*** Records provided

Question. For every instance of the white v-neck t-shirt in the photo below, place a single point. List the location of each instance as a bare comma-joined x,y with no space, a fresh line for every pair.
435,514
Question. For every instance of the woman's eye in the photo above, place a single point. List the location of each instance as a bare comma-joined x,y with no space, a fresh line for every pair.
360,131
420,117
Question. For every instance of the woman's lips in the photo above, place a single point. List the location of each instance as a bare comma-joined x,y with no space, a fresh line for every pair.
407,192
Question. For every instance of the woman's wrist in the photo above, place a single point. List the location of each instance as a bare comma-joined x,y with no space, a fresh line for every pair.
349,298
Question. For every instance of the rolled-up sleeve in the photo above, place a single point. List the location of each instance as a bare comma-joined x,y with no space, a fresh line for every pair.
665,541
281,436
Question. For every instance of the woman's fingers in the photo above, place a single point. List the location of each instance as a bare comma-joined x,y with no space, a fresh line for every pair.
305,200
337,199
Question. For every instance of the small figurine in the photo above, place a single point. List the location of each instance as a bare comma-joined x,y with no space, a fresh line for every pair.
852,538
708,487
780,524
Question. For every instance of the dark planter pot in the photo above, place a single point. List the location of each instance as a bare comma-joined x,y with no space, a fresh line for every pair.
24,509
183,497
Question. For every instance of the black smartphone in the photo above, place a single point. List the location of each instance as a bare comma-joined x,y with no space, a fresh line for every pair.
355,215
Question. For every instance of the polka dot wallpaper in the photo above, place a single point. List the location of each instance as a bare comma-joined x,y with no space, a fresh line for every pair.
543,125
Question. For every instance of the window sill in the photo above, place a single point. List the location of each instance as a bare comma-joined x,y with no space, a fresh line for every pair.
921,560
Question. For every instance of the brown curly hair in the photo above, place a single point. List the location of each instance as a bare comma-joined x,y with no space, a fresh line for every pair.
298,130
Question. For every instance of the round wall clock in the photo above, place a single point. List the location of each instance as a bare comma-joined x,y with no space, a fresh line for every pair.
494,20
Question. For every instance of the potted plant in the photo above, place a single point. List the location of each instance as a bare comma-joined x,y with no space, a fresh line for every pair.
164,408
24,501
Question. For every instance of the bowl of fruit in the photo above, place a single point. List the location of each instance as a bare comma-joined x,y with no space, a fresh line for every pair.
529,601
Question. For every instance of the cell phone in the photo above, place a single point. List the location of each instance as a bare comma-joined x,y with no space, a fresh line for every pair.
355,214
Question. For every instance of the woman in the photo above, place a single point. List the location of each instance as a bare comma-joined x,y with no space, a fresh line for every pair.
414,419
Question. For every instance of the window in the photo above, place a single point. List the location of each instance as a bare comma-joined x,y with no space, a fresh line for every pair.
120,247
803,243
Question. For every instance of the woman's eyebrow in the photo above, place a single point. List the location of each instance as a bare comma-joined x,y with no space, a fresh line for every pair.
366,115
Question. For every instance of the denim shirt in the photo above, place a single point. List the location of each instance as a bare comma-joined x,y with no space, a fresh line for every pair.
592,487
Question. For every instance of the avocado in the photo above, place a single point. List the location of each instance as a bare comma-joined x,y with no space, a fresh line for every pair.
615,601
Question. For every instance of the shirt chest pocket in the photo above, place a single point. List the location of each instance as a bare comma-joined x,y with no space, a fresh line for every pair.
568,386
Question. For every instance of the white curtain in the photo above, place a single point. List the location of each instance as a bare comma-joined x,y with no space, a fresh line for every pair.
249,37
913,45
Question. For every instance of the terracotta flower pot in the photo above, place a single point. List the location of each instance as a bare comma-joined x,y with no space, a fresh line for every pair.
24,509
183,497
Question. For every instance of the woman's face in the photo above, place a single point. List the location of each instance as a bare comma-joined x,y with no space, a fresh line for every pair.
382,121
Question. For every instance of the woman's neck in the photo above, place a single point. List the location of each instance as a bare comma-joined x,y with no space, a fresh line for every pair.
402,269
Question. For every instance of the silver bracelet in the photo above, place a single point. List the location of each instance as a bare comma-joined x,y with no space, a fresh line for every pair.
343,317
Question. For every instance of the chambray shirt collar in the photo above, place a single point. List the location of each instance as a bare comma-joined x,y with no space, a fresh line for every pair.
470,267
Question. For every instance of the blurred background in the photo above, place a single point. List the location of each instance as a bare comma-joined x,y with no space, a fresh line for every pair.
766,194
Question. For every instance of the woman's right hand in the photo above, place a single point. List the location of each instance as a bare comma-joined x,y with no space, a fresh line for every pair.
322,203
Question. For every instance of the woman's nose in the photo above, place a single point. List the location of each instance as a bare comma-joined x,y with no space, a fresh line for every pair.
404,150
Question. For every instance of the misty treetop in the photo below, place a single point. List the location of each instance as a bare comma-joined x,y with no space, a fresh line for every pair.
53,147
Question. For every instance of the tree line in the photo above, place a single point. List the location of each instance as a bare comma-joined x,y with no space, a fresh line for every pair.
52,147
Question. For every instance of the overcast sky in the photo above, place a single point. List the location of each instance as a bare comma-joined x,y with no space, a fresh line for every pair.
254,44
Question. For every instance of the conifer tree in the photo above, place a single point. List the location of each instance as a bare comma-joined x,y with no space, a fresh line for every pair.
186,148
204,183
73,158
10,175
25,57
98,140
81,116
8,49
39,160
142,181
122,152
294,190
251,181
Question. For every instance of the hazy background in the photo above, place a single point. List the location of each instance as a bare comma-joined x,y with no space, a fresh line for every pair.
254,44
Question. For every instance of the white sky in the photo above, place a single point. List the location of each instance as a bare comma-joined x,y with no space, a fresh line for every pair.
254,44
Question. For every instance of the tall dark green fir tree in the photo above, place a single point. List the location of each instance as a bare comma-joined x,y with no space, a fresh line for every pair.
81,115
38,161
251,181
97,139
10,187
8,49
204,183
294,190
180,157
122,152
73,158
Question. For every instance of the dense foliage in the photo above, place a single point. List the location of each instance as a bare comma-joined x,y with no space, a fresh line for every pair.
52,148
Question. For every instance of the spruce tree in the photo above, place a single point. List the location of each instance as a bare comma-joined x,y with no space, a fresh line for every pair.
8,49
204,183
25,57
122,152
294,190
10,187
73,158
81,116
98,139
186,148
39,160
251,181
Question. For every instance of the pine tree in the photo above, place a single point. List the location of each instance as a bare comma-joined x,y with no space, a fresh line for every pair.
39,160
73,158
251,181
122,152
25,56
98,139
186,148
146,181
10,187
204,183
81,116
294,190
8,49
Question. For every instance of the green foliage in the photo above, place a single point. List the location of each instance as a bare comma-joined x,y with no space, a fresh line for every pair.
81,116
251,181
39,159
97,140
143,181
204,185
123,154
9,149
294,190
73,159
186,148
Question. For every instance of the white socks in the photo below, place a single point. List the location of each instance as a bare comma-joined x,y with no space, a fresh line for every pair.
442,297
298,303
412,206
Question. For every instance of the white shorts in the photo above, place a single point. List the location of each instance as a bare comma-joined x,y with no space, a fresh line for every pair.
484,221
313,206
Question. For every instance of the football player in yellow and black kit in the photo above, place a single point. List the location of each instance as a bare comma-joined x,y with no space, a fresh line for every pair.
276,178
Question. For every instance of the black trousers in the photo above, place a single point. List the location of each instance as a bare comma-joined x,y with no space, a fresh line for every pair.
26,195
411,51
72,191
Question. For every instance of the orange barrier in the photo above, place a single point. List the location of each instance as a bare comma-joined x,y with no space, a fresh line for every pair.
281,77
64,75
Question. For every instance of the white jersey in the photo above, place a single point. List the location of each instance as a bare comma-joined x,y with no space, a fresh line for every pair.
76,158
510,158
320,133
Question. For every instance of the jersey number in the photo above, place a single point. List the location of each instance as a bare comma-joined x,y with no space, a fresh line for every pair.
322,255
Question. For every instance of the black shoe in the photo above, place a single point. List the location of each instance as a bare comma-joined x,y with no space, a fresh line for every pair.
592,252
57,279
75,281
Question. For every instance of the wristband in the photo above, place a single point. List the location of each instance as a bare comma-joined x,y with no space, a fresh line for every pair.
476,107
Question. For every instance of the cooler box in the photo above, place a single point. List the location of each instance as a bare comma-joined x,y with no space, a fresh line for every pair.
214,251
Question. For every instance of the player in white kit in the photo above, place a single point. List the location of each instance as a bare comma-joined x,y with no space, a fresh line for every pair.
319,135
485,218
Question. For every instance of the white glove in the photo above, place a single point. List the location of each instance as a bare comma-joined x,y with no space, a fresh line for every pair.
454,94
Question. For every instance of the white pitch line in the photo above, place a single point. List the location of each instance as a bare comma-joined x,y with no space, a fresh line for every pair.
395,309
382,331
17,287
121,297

******

Directions: Can you quote exactly the lines from the one containing "Question. For every instance of the black shoe" through the last line of the records above, and nothing else?

Exercise answer:
Question. For every instance of the black shoe in the photo above, place a single point. List the location of each instance as a bare comma-joined x,y with no space, a fresh line for every pair.
592,252
57,279
75,281
Question. For every instance of the wristband in the photo above, place a single point. List the location of each instance as a bare comma-joined x,y with no space, a fresh line for every pair.
476,107
Question. For every instance of the cooler box in the photo above, place a single point. List the location of each instance as a bare comma-joined x,y with no space, a fresh line for every pair.
214,251
Question. For every instance of the player in white kit in the photo above, place a single point. List the location of each instance as a bare comma-joined x,y with no space, a fresh line for every pair.
319,135
485,218
Question. For every instance of the white glove in the photo above, place a single point. List the location of each instance as a bare comma-joined x,y with no space, a fresh line for every pair.
454,94
Question. For every instance of the white pitch line in the photo above, place a single point. List the location of each instance as a bare comma-joined x,y with no space, a fresh line for every pair.
395,309
382,331
17,287
121,297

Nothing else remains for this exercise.